» **Verilen metin**

Havza Haber Ajansı’nın aktardığına göre medya okuryazarlığı eğitmeni ve araştırmacısı, aynı zamanda Akıllı Çağ Düşünce Merkezi Başkanı Dr. Masume Nesiri şu değerlendirmede bulundu:
“Medya savaşının kültür alanında; yeni değerlerin ortaya çıkışı, modern değerlerin üretilmesi ve önceki kültürel değerlerin silinmesi ya da tahrip edilmesi gibi olgularla karşı karşıyayız.”
Dr. Nesiri sözlerine şöyle devam etti:
“Ortaya konan bu yeni değerler, İran toplumu gibi dini ve kültürel değerlere dayalı toplumların mevcut değerlerinin karşısına bir ölçüt ve alternatif olarak konumlandırılıyor. Böylece bir ikilik yaratılıyor: Ya yeni değerler ve kültür benimsenmeli ya da geçmişin dini ve kültürel değerlerine bağlı kalınmalı ki bu durumda bireyler gerici, geri kalmış ve eski değerlere bağlı olmakla suçlanarak baskı altına alınıyor ve bu değerlerin itibarı zayıflatılmaya çalışılıyor.

Konum etiketleme kayıtları:
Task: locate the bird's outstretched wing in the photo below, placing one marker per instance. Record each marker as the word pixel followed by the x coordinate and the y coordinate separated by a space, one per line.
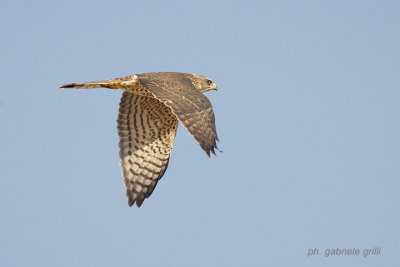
pixel 189 105
pixel 147 129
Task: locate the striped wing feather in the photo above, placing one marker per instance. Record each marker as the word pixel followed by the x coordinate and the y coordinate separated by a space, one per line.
pixel 190 106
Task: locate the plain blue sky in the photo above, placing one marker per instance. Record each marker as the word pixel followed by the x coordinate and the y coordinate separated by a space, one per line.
pixel 307 112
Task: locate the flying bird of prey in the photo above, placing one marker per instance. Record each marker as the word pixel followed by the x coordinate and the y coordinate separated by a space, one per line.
pixel 149 111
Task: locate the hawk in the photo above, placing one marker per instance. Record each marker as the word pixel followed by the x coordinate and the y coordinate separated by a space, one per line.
pixel 149 111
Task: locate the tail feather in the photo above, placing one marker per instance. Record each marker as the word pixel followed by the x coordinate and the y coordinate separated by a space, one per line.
pixel 100 84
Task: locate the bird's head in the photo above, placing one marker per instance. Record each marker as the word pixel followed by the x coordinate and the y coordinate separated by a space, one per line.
pixel 203 83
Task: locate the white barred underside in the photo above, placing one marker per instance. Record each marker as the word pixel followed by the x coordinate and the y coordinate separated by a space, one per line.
pixel 147 129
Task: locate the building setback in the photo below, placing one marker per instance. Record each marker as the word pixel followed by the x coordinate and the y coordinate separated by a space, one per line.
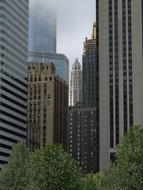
pixel 120 69
pixel 82 137
pixel 76 84
pixel 89 70
pixel 60 61
pixel 47 106
pixel 43 38
pixel 13 73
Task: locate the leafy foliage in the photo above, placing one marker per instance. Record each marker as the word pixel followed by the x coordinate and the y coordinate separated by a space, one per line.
pixel 12 176
pixel 53 169
pixel 127 172
pixel 92 181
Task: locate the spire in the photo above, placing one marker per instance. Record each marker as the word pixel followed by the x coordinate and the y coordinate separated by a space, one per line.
pixel 94 31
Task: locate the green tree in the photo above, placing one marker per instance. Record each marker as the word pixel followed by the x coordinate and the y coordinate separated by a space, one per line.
pixel 127 172
pixel 12 176
pixel 50 168
pixel 92 181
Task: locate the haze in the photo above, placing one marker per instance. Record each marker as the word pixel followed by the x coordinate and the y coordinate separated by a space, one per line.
pixel 74 23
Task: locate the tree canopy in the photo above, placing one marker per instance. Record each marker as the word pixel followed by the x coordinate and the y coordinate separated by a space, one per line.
pixel 51 168
pixel 127 172
pixel 12 176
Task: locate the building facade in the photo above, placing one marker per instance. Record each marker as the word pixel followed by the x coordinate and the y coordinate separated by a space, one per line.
pixel 43 37
pixel 89 70
pixel 13 73
pixel 82 137
pixel 60 61
pixel 47 106
pixel 76 84
pixel 120 69
pixel 42 28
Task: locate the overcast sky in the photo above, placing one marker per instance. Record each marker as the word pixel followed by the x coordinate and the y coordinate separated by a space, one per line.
pixel 74 23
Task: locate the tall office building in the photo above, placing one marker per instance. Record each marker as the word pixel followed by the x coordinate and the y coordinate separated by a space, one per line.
pixel 42 28
pixel 60 61
pixel 76 84
pixel 13 73
pixel 43 37
pixel 120 69
pixel 47 106
pixel 82 139
pixel 89 70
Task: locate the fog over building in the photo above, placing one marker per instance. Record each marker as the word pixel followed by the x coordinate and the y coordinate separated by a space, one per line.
pixel 13 74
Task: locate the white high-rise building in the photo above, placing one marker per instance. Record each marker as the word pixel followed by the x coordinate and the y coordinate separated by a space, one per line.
pixel 13 74
pixel 120 69
pixel 76 84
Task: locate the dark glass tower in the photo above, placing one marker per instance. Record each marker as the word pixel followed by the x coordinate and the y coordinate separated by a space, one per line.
pixel 13 73
pixel 89 70
pixel 120 72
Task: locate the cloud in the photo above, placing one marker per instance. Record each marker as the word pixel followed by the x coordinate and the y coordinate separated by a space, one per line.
pixel 74 17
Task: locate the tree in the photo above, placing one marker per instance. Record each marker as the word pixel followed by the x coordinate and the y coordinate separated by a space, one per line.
pixel 92 181
pixel 12 176
pixel 50 168
pixel 127 172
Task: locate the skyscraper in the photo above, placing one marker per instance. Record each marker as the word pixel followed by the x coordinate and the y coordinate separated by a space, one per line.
pixel 89 70
pixel 43 37
pixel 47 106
pixel 13 73
pixel 120 69
pixel 82 139
pixel 76 84
pixel 42 28
pixel 60 61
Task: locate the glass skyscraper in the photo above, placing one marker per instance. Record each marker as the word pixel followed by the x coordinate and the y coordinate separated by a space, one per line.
pixel 42 38
pixel 59 60
pixel 13 85
pixel 42 29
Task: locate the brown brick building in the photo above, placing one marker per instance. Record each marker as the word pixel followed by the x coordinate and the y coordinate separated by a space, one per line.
pixel 47 106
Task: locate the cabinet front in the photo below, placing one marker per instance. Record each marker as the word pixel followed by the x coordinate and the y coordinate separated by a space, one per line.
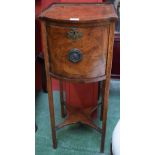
pixel 77 52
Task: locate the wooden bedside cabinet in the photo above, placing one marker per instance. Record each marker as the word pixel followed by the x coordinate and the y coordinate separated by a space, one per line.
pixel 78 45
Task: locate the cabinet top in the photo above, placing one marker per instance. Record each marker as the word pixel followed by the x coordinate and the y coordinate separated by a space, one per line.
pixel 79 13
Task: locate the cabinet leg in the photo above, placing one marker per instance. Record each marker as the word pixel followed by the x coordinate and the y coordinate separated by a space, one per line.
pixel 62 100
pixel 102 85
pixel 105 91
pixel 51 108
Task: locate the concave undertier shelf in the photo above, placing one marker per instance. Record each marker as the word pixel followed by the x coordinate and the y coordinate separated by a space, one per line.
pixel 78 47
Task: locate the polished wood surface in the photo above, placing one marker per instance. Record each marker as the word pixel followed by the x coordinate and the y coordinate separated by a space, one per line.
pixel 94 41
pixel 83 12
pixel 93 46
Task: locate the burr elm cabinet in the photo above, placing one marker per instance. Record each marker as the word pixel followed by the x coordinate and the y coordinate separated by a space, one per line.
pixel 78 47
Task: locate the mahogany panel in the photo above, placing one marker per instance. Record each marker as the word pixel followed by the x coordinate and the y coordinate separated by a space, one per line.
pixel 93 46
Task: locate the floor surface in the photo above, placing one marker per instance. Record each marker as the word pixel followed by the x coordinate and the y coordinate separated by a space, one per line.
pixel 75 139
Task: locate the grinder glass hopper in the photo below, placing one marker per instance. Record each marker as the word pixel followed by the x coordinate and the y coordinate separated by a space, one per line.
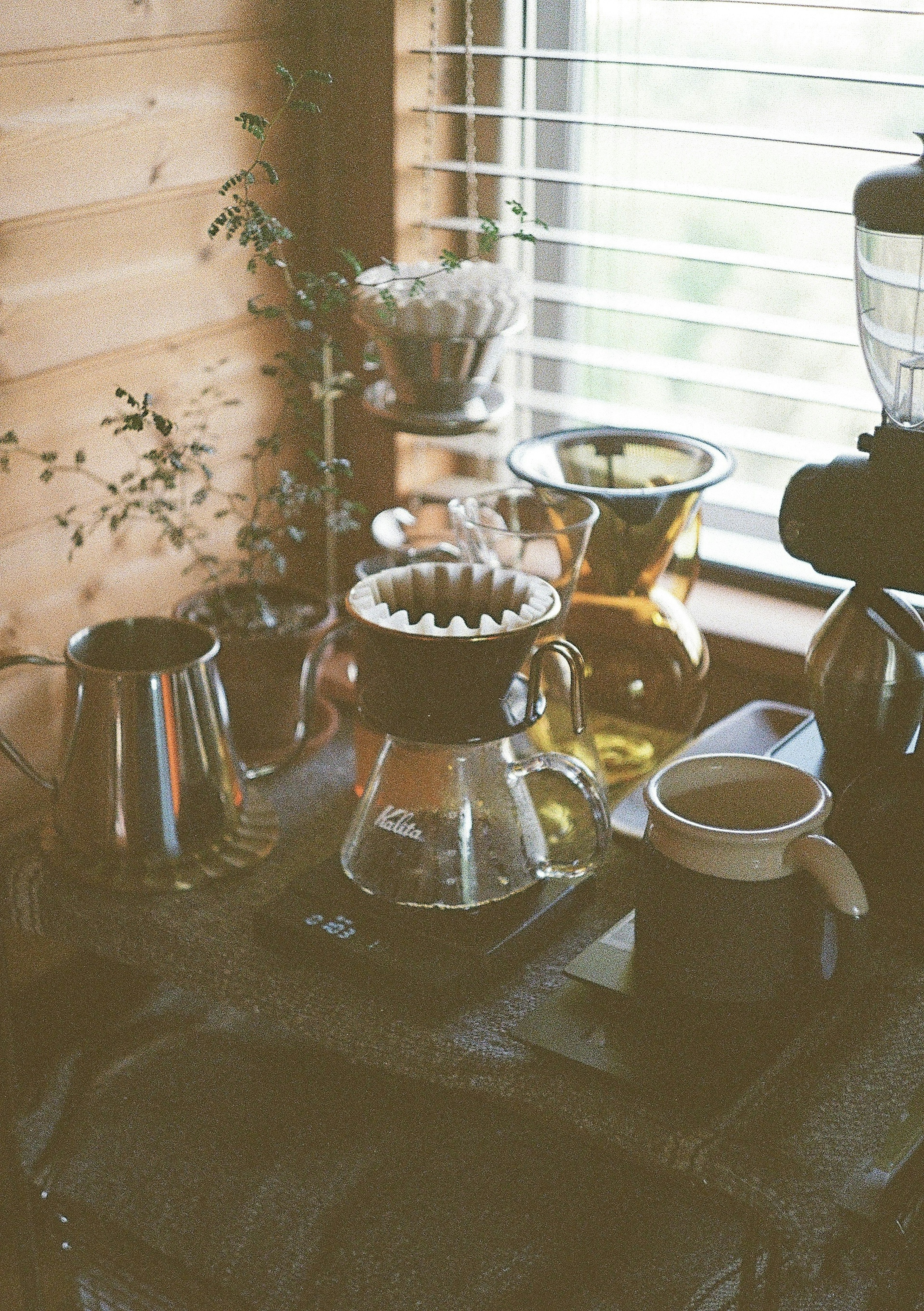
pixel 450 817
pixel 889 261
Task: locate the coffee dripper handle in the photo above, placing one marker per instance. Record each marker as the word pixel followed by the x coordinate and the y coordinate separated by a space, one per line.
pixel 313 663
pixel 12 752
pixel 584 781
pixel 576 665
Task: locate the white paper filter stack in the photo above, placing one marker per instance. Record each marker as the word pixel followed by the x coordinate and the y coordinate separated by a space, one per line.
pixel 454 601
pixel 478 299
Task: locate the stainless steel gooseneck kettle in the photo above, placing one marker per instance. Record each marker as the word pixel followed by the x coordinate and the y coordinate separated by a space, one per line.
pixel 151 794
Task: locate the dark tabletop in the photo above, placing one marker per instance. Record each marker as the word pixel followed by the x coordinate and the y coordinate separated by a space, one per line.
pixel 787 1145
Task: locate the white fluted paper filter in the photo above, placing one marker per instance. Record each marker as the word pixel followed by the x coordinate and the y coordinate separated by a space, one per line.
pixel 454 600
pixel 478 299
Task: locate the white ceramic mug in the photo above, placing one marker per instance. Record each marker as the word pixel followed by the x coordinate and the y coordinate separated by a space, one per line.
pixel 725 916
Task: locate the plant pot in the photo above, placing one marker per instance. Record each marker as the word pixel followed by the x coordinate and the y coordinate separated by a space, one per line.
pixel 441 374
pixel 263 668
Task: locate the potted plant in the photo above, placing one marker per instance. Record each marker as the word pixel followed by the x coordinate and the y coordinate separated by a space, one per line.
pixel 268 626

» **Yapılacaklar**
1. Medya savaşıyla ilgili metne göre aşağıdaki soruları yanıtlayın:
(a) Dr. Masume Nesiri hangi düşünce merkezinin başkanıdır?
(b) Değerlendirmeyi hangi haber ajansı aktarmıştır?
(c) Geçmişin dini ve kültürel değerlerine bağlı kalan bireyler neyle suçlanmaktadır?
2. Medya savaşıyla ilgili metni kaldığı yerden sürdürün.

» **Sıralı cevaplar**
1.
(a) Akıllı Çağ Düşünce Merkezi
(b) Havza Haber Ajansı
(c) Gerici, geri kalmış ve eski değerlere bağlı olmakla

2.
Öte yandan medya savaşında kültürel ve dini değerler sahasında geleneksel değerlerin itibarsızlaştırılması, yeni değerlerin üretilmesi ve bu yeni değerlerin öne çıkarılarak üstün ve yüce gösterilmesi süreci güçlü biçimde yaşanıyor. Bu durum medya savaşının kültürel değişimlere yol açan temel boyutlarından biri olup dikkatle ele alınması gereken bir meseledir.”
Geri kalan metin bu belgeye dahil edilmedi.